TASK OBJECTIVE ▸
Please pick out every line in the rows below that contains the word "white" and copy those lines. Case counts.
— start of GIVEN RECORDS —
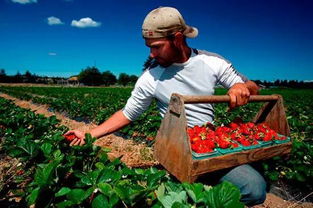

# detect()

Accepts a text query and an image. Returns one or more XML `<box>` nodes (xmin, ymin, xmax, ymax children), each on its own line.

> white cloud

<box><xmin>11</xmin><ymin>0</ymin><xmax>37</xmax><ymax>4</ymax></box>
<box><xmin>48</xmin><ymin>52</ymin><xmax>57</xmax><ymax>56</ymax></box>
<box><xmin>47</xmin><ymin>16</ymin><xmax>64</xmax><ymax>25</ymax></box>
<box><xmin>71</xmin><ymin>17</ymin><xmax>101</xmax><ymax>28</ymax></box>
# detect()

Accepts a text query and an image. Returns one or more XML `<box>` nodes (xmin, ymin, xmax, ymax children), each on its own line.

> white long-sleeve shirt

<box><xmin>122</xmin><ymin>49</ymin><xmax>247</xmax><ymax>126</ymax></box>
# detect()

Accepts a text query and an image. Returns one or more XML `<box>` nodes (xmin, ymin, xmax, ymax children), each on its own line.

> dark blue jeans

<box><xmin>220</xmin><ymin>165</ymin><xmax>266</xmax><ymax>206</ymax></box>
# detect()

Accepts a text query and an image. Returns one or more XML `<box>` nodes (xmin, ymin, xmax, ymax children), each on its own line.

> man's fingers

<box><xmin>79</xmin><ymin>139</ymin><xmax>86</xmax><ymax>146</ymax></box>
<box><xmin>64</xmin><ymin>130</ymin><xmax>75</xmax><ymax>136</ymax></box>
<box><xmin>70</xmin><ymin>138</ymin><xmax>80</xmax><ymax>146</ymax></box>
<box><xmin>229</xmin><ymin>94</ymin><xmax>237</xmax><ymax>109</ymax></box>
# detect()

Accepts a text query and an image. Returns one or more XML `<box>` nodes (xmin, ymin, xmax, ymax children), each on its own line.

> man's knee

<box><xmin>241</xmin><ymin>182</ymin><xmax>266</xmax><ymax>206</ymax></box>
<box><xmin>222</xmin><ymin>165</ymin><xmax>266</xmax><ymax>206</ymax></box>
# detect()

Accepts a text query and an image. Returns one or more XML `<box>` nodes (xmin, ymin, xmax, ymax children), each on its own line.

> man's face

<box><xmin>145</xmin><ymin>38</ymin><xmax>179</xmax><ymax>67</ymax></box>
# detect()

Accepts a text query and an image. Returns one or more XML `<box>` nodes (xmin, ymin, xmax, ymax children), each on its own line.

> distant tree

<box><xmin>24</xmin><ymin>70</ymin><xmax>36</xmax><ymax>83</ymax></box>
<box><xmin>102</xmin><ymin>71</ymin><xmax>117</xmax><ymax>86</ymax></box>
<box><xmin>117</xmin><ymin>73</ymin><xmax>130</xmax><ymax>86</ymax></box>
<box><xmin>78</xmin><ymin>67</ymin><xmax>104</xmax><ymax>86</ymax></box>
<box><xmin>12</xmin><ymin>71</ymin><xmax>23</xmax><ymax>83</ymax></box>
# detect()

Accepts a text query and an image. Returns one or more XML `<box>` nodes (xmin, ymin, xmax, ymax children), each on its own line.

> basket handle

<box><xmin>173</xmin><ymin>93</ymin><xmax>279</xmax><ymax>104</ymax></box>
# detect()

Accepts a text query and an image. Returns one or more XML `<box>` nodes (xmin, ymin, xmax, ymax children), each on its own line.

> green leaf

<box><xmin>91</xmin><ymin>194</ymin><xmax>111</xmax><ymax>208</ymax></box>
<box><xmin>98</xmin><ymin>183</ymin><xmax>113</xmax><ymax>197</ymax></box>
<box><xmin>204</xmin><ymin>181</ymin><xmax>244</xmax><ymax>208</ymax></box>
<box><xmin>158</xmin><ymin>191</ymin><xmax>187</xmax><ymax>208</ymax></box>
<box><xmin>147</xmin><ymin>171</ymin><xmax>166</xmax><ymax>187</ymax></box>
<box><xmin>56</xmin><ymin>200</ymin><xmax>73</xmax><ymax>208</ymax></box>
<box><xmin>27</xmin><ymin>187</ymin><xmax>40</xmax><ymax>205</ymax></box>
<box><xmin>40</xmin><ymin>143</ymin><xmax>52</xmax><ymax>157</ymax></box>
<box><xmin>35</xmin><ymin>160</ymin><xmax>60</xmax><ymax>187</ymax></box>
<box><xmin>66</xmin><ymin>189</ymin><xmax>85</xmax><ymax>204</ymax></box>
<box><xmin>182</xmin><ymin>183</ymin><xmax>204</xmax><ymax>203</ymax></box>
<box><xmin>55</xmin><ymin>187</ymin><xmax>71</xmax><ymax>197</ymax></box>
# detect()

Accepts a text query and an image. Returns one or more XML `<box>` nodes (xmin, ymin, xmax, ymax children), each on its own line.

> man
— end of GIVEN RECORDS —
COMPLETE ANSWER ▸
> white cloud
> white long-sleeve shirt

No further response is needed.